** Work request **
Whenever a line of the entries below holds the string "grass", copy that line and return it.
----
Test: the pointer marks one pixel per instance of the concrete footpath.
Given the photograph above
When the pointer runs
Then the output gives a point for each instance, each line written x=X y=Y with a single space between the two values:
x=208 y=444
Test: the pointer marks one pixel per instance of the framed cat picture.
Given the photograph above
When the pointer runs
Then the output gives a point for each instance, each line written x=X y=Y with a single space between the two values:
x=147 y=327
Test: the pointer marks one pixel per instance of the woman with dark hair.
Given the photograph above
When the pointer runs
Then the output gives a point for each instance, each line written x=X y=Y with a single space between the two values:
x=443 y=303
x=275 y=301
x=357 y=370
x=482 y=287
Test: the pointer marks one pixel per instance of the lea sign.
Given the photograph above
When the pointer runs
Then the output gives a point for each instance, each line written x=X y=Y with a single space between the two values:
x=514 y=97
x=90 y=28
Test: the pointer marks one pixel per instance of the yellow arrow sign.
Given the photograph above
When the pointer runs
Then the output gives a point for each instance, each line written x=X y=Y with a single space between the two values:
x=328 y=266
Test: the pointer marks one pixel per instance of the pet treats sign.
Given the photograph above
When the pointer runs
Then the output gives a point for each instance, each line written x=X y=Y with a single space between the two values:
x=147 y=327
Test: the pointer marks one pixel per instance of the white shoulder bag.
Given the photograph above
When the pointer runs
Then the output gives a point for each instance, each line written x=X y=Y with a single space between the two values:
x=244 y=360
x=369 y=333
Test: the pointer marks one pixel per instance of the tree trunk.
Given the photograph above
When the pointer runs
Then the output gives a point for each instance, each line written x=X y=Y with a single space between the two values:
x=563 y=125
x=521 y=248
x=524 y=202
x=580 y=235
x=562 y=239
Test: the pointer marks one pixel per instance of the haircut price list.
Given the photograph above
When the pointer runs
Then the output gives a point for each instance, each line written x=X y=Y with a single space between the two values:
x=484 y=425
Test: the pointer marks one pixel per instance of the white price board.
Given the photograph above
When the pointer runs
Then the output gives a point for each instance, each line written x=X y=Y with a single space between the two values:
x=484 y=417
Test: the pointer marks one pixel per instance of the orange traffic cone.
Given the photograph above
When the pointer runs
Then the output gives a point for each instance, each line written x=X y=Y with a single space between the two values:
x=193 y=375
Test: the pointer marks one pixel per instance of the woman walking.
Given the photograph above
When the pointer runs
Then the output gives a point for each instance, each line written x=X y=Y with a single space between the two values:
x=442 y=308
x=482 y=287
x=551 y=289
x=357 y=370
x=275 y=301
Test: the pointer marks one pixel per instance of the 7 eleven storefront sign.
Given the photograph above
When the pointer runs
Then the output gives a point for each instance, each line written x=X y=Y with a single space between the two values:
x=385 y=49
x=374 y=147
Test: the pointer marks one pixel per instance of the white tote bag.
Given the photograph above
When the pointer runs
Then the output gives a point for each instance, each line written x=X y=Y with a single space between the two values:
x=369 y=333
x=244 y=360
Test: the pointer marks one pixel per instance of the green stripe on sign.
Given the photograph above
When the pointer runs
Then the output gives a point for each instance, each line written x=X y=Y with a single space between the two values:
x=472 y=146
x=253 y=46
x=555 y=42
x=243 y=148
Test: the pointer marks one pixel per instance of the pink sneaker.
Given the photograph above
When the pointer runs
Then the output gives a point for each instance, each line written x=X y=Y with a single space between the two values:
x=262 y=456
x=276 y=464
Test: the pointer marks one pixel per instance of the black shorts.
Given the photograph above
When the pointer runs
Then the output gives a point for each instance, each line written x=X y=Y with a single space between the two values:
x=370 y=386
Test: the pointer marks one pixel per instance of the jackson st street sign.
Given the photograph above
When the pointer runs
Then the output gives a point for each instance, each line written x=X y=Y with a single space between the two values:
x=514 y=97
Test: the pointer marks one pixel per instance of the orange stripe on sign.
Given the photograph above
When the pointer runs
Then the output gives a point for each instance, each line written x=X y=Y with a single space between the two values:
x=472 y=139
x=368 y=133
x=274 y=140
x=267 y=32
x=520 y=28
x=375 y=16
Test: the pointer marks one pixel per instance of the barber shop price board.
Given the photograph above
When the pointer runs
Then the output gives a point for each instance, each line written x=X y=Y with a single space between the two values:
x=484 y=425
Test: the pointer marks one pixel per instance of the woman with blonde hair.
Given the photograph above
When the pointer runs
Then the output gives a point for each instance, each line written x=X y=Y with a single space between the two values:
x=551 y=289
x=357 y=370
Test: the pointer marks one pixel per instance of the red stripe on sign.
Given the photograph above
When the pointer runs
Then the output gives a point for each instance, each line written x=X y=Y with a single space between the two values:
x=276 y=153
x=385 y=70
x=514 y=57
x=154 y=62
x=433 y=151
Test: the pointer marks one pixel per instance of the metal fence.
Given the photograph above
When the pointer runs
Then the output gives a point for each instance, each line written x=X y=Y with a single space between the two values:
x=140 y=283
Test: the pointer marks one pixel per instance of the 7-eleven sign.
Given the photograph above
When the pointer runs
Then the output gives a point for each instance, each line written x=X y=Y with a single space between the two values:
----
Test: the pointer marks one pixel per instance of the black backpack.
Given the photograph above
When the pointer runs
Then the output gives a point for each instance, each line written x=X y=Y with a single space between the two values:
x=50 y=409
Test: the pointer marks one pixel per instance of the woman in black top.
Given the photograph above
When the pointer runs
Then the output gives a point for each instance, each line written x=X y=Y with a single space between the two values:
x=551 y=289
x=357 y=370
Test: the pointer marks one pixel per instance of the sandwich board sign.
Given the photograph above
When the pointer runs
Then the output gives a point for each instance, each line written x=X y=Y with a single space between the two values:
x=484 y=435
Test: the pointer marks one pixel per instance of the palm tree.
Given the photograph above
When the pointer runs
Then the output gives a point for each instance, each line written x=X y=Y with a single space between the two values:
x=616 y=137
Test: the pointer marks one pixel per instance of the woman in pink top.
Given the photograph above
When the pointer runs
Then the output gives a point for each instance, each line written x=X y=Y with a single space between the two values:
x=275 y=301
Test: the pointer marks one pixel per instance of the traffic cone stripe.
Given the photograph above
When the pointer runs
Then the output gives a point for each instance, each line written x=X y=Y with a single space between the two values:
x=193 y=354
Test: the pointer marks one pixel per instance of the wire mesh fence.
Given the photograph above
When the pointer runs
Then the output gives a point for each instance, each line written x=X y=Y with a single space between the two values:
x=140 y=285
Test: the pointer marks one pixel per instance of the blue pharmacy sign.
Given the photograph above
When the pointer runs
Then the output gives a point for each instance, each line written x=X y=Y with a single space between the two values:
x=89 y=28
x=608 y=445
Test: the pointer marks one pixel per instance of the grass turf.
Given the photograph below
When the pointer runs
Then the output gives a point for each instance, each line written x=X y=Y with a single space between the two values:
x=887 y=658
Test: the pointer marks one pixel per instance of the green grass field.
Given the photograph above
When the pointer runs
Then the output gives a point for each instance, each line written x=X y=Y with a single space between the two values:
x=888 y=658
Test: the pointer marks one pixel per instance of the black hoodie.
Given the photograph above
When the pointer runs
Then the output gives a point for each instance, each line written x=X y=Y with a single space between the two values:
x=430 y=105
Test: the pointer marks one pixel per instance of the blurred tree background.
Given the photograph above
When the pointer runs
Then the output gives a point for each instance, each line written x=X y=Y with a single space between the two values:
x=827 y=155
----
** Answer space **
Test: the pointer marks one pixel per instance of the grass turf.
Test: the pointer marks one pixel per instance of the green grass field.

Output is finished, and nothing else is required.